Compute the number of lines in the following data that include the word "pants", and output that number alone.

[Excerpts from a dataset]
-----
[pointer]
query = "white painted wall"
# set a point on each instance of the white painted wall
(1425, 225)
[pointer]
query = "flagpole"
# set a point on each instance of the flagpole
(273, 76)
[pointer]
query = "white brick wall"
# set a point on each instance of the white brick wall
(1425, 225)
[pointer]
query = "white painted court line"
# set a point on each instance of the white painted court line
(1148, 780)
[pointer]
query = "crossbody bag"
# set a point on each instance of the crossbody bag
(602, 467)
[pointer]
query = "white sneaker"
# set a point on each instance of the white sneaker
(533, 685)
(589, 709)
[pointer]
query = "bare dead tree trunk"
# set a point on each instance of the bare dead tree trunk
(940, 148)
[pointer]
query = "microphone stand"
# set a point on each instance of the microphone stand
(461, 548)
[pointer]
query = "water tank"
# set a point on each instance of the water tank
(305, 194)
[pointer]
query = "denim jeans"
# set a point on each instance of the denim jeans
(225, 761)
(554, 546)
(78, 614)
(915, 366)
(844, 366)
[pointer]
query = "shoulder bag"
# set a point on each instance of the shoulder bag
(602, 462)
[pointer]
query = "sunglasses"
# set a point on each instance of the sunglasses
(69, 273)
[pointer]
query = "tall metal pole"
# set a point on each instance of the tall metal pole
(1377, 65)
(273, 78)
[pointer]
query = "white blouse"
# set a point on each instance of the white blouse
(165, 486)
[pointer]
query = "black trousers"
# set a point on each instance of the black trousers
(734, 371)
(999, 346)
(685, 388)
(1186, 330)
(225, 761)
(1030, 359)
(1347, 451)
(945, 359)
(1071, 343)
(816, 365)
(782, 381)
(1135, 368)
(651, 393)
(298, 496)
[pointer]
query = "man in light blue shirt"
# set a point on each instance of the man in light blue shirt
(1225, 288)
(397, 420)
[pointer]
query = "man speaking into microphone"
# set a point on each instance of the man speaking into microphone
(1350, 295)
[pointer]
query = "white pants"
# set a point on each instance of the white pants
-----
- RESPONSE BOX: 2